## EXERCISES TO COMPLETE
#1 Answer these from the piece on the C.P.T.P.P.:
(a) How many Members of Parliament voted against the bill?
(b) Which agreement did the C.P.T.P.P. succeed?
(c) Which two Acts did the writer search through?
#2 The piece on the C.P.T.P.P. names several parties whose statements the writer says run against what the writer found. List every one of them.
#3 Resume the piece on the C.P.T.P.P. from its last sentence, keeping its voice.

No favours for New Zealand in C.P.T.P.P.

Yesterday an unfortunate thing happened. New Zealand Parliament accepted the third reading of the Comprehensive and Progressive Trans Pacific Partnership Amendment Bill. It was passed through Parliament with only the 8 Green Members of Parliament voting against it. This now makes the passage into law of the C.P.T.P.P., which succeeded the Trans Pacific Partnership Agreement a virtual certainty.

I opposed this when it was the Trans Pacific Partnership Agreement (T.P.P.A.). I oppose this now when it is the Comprehensive and Progressive Trans Pacific Partnership (why negotiators feel the need to come up with such long, convoluted names is beyond me).

I opposed this when it was first conceived because there were – among other things – the following:

  • The possibility that New Zealanders would be made to pay more for medication from Pharmac, whose ability to negotiate good deals for New Zealand would be significantly reduced
  • The possibility that Investor State Dispute Settlement clauses would be inserted – and I think probably have snuck in despite the opposition that has been raised – which would potentially expose New Zealand to court action from multinationals for enacting laws that by their judgement somehow affect their ability (true or not) to make a profit
  • That New Zealand’s numerous international commitments, for which we earn much credit on the international stage, and our ability to uphold them would be undermined

I oppose this now for several reasons, not least because to the best of my knowledge and contrary to the statements from New Zealand First, Labour, National and A.C.T., the C.P.T.P.P. still has the contentious clauses that made it essential to resist in the first place. This is based on having searched through the Trans Pacific Partnership Agreement Amendment Act 2016 and the Comprehensive and Progressive Trans Pacific Partnership Amendment Act 2018. During that search I was looking for provisions specifically protecting the Treaty of Waitangi, eliminating Investor State Dispute Settlement clauses.

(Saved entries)

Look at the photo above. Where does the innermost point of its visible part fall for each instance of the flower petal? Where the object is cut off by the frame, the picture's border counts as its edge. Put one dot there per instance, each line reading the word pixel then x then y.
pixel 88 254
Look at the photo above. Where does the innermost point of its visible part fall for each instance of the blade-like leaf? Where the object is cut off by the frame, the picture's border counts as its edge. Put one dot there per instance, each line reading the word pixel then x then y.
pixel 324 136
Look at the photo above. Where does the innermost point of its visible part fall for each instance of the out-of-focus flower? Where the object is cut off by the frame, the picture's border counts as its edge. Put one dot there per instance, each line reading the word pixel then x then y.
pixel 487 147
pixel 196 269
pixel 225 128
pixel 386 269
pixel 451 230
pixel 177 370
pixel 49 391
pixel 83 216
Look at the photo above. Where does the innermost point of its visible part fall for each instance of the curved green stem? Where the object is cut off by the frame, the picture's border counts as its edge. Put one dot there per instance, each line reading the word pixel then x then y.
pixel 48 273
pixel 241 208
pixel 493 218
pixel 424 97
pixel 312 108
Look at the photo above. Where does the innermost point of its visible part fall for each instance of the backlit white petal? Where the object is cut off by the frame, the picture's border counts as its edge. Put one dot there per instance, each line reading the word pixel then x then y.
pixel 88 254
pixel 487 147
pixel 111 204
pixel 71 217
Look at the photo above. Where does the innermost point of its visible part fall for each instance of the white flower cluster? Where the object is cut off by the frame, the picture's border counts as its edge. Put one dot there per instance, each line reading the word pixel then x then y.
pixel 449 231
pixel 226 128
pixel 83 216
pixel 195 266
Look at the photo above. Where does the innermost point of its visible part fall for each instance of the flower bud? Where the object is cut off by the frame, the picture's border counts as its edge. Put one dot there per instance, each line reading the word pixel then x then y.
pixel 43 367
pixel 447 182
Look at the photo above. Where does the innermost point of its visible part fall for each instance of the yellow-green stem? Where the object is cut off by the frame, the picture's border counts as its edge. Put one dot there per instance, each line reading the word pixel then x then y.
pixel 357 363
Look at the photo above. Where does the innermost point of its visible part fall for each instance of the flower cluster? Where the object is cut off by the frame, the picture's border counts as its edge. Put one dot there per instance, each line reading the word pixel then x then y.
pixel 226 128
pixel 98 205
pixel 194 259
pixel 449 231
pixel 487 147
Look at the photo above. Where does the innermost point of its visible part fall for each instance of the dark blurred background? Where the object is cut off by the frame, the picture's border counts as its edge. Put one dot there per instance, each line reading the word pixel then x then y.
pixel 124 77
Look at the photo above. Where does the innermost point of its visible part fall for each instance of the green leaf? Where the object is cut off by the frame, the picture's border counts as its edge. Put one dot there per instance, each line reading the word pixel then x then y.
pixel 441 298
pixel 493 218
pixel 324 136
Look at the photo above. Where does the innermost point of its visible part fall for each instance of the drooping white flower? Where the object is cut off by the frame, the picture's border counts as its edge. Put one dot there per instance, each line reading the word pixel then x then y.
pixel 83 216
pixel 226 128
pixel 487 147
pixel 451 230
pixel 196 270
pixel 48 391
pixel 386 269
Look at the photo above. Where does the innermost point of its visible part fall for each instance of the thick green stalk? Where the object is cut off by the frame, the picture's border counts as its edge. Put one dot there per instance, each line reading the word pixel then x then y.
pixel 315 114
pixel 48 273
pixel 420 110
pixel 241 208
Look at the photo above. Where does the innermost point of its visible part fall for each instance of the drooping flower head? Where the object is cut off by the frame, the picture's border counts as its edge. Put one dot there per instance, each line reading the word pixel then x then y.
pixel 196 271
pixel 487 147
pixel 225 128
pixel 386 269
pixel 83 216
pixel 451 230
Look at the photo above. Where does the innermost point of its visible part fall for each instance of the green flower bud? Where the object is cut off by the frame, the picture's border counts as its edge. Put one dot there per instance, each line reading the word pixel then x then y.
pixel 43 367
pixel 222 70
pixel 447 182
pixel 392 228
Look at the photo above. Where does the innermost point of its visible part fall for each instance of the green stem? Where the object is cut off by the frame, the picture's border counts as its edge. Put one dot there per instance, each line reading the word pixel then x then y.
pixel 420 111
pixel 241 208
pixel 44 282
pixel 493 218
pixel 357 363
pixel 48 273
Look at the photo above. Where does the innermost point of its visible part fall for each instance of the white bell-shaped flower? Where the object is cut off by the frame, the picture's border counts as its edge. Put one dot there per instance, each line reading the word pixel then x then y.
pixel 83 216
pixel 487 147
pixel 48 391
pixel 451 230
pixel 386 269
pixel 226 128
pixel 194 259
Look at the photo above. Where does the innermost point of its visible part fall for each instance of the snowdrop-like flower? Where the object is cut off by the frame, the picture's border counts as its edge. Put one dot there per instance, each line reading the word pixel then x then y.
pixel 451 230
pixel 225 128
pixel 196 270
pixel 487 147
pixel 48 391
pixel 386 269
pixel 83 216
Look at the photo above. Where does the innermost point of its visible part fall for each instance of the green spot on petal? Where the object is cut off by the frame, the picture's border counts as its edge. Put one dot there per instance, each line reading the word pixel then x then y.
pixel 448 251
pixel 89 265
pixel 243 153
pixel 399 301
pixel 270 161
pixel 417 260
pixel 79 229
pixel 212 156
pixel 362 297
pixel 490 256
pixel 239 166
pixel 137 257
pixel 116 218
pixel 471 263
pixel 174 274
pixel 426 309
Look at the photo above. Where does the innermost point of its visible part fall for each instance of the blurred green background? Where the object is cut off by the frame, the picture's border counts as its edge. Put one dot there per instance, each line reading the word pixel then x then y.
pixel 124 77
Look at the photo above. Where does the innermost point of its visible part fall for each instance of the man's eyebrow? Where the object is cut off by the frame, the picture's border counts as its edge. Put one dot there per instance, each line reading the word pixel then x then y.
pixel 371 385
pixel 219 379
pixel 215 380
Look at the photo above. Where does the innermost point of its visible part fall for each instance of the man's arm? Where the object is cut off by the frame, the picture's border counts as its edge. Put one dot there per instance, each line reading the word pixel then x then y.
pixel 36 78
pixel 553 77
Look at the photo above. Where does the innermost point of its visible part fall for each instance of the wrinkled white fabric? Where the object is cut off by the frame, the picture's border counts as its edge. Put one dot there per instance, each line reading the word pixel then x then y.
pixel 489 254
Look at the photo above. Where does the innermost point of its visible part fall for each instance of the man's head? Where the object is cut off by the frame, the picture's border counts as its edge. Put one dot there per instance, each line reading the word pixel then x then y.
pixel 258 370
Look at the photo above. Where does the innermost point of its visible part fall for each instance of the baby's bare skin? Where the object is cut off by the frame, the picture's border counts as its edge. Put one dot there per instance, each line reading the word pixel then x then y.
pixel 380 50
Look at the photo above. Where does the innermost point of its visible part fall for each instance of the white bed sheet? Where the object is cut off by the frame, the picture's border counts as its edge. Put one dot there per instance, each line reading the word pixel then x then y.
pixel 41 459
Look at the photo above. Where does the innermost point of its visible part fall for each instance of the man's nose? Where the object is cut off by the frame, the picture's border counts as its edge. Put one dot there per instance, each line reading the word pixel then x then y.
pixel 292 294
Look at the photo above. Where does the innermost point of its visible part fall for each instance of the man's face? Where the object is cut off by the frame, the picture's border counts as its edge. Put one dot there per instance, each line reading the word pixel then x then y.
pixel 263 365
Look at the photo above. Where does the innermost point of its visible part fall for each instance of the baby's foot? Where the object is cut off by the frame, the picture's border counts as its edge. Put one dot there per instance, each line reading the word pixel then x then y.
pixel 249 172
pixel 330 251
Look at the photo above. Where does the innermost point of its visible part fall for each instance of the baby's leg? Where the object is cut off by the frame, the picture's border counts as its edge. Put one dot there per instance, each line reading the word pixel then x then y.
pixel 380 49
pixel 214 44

## RESULTS BY TASK
#1
(a) 8 (the Green Members of Parliament)
(b) The Trans Pacific Partnership Agreement
(c) The Trans Pacific Partnership Agreement Amendment Act 2016 and the Comprehensive and Progressive Trans Pacific Partnership Amendment Act 2018

#2 New Zealand First, Labour, National, A.C.T.

#3
I found that much effort was given to provisions relating to copy right, performance.

There are other reasons why New Zealand has made a mistake passing this legislation into law:

  • Japan and the United States are highly protectionist, and to a lesser extent South Korea – for significant gains to be made there has to be changes in their domestic legislation and posturing around this
  • Philip Morris attempted to sue the Australian Government over tobacco advertizing; a mining company tried to sue Costa Rica over its attempts to protect its environment – whilst Philip Morris lost, there is a risk that despite assurances to the contrary such moves might be made by a multinational against New Zealand
  • I cannot agree with the claims that the Treaty of Waitangi is not impacted unless there are explicit clauses saying so in the legislation – I did not see anything of that nature

All trade agreements that go before Parliament should not become law unless they have the following guarantees:

  1. That a review clause becomes active after 10 years, at which point a select committee reviews the legislation and enacts any recommendations
  2. That its continuance can be voted on after 20 years, with a sun set clause tripping if the result is NO

A trade agreement is only as good as the people who negotiated it at the time. Like laws they can become dated or be found to be defective. No responsible Parliament or elected Government should ignore defective legislation or trade agreements.